What you should do: Look through the listing and report every line that has "spot" in it.

+ + + + + + +

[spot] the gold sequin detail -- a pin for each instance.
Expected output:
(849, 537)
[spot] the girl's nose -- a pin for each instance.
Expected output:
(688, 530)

+ + + + + + +

Output below:
[spot] the gold sequin detail -- a pin for each instance.
[spot] the girl's nose -- a pin for each instance.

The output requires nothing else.